TASK INSTRUCTIONS
Lines from the one with "Task: locate snow on" through the end of the listing below are to be retyped exactly.

EXTRACTED INFORMATION
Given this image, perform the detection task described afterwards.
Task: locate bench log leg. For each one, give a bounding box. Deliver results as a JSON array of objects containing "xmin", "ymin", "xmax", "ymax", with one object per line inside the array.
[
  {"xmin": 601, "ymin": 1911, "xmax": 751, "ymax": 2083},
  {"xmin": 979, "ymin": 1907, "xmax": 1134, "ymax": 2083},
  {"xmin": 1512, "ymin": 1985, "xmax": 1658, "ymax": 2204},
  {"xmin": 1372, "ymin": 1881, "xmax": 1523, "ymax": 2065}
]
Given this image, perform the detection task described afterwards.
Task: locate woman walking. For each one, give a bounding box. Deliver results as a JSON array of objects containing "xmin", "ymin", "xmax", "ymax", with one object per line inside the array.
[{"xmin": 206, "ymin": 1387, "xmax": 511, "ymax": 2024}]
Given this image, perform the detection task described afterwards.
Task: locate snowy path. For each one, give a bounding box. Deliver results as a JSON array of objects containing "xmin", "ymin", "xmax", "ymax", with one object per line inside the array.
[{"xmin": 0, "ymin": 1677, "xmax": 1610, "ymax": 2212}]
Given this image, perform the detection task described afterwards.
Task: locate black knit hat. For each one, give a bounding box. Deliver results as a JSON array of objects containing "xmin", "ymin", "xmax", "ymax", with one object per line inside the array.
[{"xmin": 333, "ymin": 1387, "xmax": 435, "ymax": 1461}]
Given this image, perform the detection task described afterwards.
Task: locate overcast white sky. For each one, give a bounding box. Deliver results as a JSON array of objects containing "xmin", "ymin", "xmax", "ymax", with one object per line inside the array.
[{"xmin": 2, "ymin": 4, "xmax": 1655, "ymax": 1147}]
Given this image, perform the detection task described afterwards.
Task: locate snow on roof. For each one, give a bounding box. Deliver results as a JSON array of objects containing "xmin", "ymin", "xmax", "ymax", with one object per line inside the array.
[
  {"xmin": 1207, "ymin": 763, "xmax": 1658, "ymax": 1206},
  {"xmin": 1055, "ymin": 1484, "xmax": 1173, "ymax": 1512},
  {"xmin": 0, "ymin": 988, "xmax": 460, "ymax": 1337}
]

YOUR SOLUTION
Task: locate snow on roof. For each one, give a bounding box. Deliver results as a JSON array of objects containing "xmin", "ymin", "xmax", "ymax", with one object per line inside the array.
[
  {"xmin": 1207, "ymin": 763, "xmax": 1658, "ymax": 1206},
  {"xmin": 1055, "ymin": 1484, "xmax": 1173, "ymax": 1512},
  {"xmin": 0, "ymin": 988, "xmax": 460, "ymax": 1337}
]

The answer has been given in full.